Stored records:
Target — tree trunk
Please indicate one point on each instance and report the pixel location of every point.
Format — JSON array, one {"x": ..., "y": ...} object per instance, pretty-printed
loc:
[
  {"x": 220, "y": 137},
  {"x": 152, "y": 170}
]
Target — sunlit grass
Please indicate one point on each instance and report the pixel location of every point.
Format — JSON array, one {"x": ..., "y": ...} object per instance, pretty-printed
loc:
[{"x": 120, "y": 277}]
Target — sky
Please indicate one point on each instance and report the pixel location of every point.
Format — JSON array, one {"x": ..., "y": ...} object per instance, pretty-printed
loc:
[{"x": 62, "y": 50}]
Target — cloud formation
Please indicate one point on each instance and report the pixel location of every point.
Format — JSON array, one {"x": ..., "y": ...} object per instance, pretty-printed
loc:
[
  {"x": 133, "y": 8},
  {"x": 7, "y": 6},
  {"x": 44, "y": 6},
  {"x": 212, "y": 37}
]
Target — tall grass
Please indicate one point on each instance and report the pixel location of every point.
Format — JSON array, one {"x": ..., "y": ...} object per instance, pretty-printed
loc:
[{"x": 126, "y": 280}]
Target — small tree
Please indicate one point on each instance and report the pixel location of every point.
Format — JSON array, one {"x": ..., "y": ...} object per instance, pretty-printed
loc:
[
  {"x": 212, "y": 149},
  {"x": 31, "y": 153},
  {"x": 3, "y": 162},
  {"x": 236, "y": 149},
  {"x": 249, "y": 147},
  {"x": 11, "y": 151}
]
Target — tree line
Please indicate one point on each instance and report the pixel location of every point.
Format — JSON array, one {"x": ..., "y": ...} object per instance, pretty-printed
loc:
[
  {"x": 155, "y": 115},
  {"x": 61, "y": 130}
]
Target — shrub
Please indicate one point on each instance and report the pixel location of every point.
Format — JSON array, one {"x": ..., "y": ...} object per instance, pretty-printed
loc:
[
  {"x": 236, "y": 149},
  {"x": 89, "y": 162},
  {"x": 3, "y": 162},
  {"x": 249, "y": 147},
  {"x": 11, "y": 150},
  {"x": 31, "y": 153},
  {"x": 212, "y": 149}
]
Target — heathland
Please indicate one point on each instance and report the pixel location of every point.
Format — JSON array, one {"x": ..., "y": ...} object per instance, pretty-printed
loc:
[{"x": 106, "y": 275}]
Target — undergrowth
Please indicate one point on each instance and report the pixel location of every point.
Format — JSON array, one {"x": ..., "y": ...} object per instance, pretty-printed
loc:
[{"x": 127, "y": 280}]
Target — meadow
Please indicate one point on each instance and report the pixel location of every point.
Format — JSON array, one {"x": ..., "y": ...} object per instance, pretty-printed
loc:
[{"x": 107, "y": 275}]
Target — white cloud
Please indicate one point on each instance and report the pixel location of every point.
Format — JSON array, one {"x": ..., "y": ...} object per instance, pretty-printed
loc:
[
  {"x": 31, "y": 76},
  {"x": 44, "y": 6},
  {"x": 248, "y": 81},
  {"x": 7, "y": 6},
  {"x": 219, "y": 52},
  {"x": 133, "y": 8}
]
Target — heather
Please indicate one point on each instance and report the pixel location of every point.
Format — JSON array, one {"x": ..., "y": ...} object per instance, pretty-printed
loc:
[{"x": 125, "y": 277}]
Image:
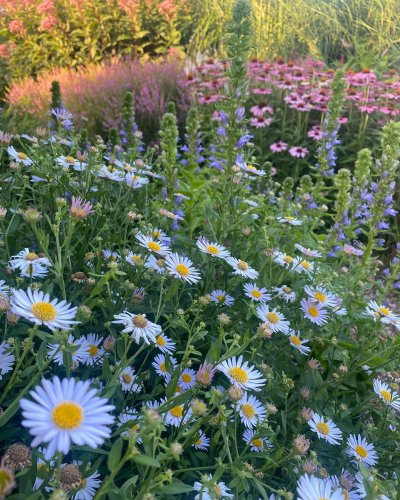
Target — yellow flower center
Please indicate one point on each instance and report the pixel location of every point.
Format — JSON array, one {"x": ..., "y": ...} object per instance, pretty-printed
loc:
[
  {"x": 67, "y": 415},
  {"x": 93, "y": 350},
  {"x": 154, "y": 246},
  {"x": 361, "y": 451},
  {"x": 324, "y": 428},
  {"x": 248, "y": 410},
  {"x": 126, "y": 378},
  {"x": 238, "y": 374},
  {"x": 212, "y": 249},
  {"x": 139, "y": 321},
  {"x": 257, "y": 442},
  {"x": 176, "y": 411},
  {"x": 161, "y": 341},
  {"x": 273, "y": 318},
  {"x": 31, "y": 256},
  {"x": 44, "y": 311},
  {"x": 313, "y": 311},
  {"x": 386, "y": 395},
  {"x": 182, "y": 270},
  {"x": 321, "y": 297},
  {"x": 295, "y": 340}
]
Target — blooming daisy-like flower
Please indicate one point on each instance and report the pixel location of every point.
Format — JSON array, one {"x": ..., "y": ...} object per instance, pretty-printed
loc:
[
  {"x": 78, "y": 354},
  {"x": 361, "y": 450},
  {"x": 315, "y": 488},
  {"x": 288, "y": 219},
  {"x": 152, "y": 244},
  {"x": 165, "y": 344},
  {"x": 64, "y": 413},
  {"x": 127, "y": 379},
  {"x": 156, "y": 264},
  {"x": 322, "y": 296},
  {"x": 302, "y": 266},
  {"x": 295, "y": 341},
  {"x": 213, "y": 249},
  {"x": 390, "y": 397},
  {"x": 275, "y": 320},
  {"x": 202, "y": 442},
  {"x": 286, "y": 293},
  {"x": 139, "y": 326},
  {"x": 211, "y": 492},
  {"x": 241, "y": 374},
  {"x": 251, "y": 410},
  {"x": 255, "y": 293},
  {"x": 160, "y": 365},
  {"x": 182, "y": 268},
  {"x": 177, "y": 415},
  {"x": 6, "y": 359},
  {"x": 242, "y": 268},
  {"x": 30, "y": 264},
  {"x": 307, "y": 251},
  {"x": 221, "y": 297},
  {"x": 92, "y": 352},
  {"x": 256, "y": 443},
  {"x": 383, "y": 313},
  {"x": 325, "y": 429},
  {"x": 314, "y": 312},
  {"x": 36, "y": 307},
  {"x": 187, "y": 379},
  {"x": 135, "y": 259},
  {"x": 19, "y": 157}
]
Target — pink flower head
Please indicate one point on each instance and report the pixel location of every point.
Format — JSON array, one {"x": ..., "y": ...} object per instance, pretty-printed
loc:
[
  {"x": 278, "y": 147},
  {"x": 298, "y": 152},
  {"x": 17, "y": 27},
  {"x": 80, "y": 209}
]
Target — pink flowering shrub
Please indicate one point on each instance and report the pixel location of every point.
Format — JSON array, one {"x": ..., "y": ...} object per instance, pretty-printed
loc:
[{"x": 94, "y": 96}]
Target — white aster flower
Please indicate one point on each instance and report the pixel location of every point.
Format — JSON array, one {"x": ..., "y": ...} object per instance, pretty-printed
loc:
[
  {"x": 251, "y": 411},
  {"x": 6, "y": 359},
  {"x": 241, "y": 374},
  {"x": 275, "y": 320},
  {"x": 242, "y": 268},
  {"x": 213, "y": 249},
  {"x": 255, "y": 293},
  {"x": 36, "y": 307},
  {"x": 30, "y": 264},
  {"x": 361, "y": 450},
  {"x": 299, "y": 344},
  {"x": 182, "y": 268},
  {"x": 325, "y": 429},
  {"x": 64, "y": 413},
  {"x": 202, "y": 442},
  {"x": 256, "y": 443},
  {"x": 152, "y": 244},
  {"x": 139, "y": 326},
  {"x": 315, "y": 488},
  {"x": 390, "y": 397}
]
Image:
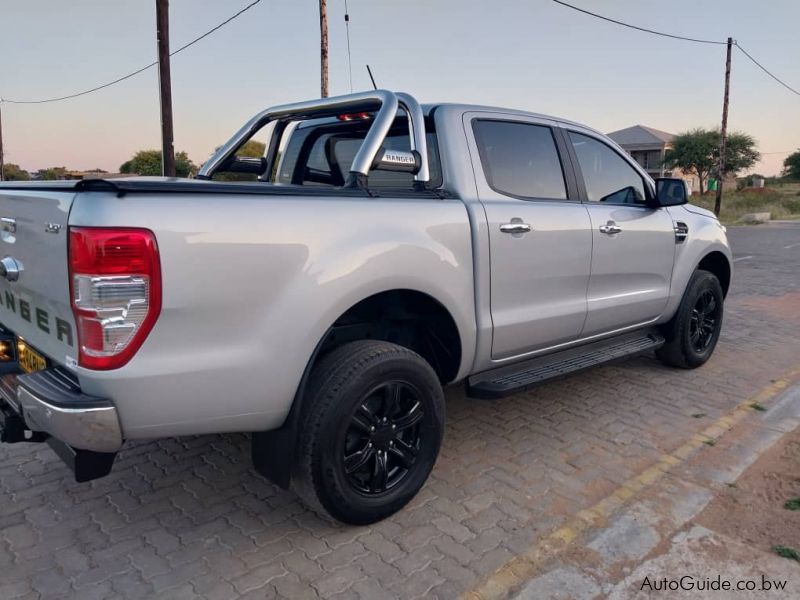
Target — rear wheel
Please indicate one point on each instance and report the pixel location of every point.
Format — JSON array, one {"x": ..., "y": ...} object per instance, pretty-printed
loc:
[
  {"x": 372, "y": 427},
  {"x": 693, "y": 332}
]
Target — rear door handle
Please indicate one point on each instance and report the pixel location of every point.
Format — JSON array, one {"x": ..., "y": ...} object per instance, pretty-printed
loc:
[
  {"x": 516, "y": 226},
  {"x": 610, "y": 228}
]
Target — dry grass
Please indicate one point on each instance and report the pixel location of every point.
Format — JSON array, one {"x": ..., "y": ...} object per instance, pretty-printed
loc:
[{"x": 782, "y": 201}]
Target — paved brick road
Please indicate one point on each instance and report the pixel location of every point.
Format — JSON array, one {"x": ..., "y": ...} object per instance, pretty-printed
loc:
[{"x": 189, "y": 518}]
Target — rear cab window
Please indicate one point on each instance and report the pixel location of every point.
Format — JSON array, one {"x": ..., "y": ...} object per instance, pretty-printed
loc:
[
  {"x": 520, "y": 159},
  {"x": 607, "y": 176},
  {"x": 319, "y": 153}
]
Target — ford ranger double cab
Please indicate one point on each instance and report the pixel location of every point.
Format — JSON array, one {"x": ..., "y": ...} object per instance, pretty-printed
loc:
[{"x": 320, "y": 295}]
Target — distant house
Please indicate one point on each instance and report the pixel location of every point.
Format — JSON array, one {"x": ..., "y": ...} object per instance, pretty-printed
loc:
[{"x": 647, "y": 146}]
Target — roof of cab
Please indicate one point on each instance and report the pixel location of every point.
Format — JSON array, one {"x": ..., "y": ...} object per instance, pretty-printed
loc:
[{"x": 462, "y": 108}]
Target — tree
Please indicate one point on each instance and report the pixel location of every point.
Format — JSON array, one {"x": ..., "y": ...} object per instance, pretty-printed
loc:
[
  {"x": 52, "y": 173},
  {"x": 791, "y": 166},
  {"x": 148, "y": 162},
  {"x": 697, "y": 151},
  {"x": 12, "y": 172}
]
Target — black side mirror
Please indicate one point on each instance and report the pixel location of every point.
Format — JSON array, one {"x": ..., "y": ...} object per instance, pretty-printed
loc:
[{"x": 671, "y": 191}]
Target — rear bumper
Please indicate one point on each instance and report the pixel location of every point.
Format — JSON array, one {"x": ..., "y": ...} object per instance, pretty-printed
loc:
[{"x": 52, "y": 402}]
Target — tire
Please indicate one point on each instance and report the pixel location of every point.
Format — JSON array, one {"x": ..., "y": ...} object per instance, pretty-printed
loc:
[
  {"x": 693, "y": 332},
  {"x": 372, "y": 426}
]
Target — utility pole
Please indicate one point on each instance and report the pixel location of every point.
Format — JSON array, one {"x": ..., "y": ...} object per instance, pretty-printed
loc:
[
  {"x": 323, "y": 43},
  {"x": 165, "y": 84},
  {"x": 2, "y": 164},
  {"x": 723, "y": 131}
]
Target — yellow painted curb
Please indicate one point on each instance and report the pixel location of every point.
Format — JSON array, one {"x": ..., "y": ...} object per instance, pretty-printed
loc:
[{"x": 523, "y": 566}]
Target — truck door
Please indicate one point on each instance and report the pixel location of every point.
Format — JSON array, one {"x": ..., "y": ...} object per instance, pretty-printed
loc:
[
  {"x": 540, "y": 240},
  {"x": 633, "y": 244}
]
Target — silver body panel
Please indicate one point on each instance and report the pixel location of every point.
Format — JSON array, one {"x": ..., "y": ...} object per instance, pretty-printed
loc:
[
  {"x": 36, "y": 304},
  {"x": 251, "y": 283}
]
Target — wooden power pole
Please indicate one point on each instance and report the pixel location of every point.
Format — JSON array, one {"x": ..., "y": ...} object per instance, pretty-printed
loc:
[
  {"x": 165, "y": 84},
  {"x": 723, "y": 131},
  {"x": 2, "y": 164},
  {"x": 323, "y": 46}
]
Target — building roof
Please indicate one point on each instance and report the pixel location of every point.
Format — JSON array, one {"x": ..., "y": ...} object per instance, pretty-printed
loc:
[{"x": 639, "y": 135}]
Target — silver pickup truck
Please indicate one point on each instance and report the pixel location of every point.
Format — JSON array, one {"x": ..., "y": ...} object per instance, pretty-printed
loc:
[{"x": 322, "y": 294}]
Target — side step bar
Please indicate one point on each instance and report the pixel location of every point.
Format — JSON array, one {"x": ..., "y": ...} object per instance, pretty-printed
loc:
[{"x": 519, "y": 377}]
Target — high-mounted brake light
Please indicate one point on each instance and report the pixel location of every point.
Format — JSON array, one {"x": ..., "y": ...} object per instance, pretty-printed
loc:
[
  {"x": 115, "y": 281},
  {"x": 354, "y": 116}
]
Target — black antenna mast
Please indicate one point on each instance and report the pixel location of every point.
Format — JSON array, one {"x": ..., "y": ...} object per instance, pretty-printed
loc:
[
  {"x": 349, "y": 61},
  {"x": 374, "y": 87}
]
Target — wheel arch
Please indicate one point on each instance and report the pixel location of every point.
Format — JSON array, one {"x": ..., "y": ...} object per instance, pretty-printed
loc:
[
  {"x": 404, "y": 316},
  {"x": 717, "y": 263}
]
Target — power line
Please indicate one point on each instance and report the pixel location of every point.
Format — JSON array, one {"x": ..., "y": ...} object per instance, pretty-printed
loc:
[
  {"x": 680, "y": 37},
  {"x": 137, "y": 71},
  {"x": 763, "y": 68},
  {"x": 653, "y": 31}
]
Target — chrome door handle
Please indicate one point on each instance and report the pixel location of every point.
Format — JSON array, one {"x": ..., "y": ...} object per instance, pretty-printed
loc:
[
  {"x": 516, "y": 226},
  {"x": 610, "y": 228}
]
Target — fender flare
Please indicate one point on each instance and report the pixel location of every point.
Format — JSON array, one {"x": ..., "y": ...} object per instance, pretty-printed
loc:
[{"x": 268, "y": 448}]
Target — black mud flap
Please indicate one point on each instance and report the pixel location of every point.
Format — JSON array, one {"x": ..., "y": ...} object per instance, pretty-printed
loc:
[{"x": 86, "y": 465}]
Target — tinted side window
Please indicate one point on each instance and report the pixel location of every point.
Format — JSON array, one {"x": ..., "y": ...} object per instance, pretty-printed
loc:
[
  {"x": 608, "y": 177},
  {"x": 321, "y": 152},
  {"x": 520, "y": 159}
]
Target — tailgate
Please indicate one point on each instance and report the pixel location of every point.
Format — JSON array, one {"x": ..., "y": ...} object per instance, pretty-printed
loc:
[{"x": 33, "y": 232}]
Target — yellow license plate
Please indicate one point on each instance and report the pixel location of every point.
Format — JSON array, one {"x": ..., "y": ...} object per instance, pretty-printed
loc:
[{"x": 29, "y": 359}]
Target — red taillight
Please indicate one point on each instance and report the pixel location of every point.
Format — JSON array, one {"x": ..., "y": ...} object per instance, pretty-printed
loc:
[{"x": 115, "y": 282}]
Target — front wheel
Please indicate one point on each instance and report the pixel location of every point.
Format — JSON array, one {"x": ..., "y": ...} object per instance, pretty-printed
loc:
[
  {"x": 372, "y": 427},
  {"x": 693, "y": 332}
]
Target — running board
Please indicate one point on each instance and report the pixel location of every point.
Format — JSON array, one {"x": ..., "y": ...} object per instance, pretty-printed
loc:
[{"x": 519, "y": 377}]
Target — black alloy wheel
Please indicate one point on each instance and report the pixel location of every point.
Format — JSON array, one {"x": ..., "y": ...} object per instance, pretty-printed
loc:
[
  {"x": 384, "y": 438},
  {"x": 703, "y": 321},
  {"x": 372, "y": 425},
  {"x": 693, "y": 332}
]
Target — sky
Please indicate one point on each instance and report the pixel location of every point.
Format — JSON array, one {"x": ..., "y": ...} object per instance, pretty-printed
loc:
[{"x": 528, "y": 54}]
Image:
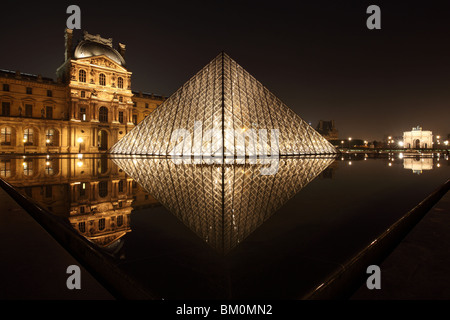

The task:
Write the opening line of the data above and every line after it, exactly, stopping once you have written the line with "Target — tall grass".

Exercise answer:
Target — tree trunk
Please indicate one point on each instance and report the pixel location of every point.
Format — JSON array, one {"x": ..., "y": ...} object per instance, pretty-printed
loc:
[
  {"x": 220, "y": 137},
  {"x": 152, "y": 170}
]
Target — sunlit grass
Please indicate one point on each instance and report the pixel location of every point.
Format — JSON array, one {"x": ..., "y": ...} object per instance, pretty-printed
loc:
[{"x": 120, "y": 277}]
Target — sky
Please indicate one point on each instance and report the pixel location of every point.
Format — JSON array, one {"x": ..., "y": ...} object per instance, pretty-printed
loc:
[{"x": 62, "y": 50}]
Target — cloud formation
Please indicate one point on each instance and report the pixel location of every point.
Format — JSON array, one {"x": ..., "y": ...} object per instance, pretty-printed
loc:
[
  {"x": 133, "y": 8},
  {"x": 7, "y": 6},
  {"x": 44, "y": 6},
  {"x": 212, "y": 37}
]
Target — tall grass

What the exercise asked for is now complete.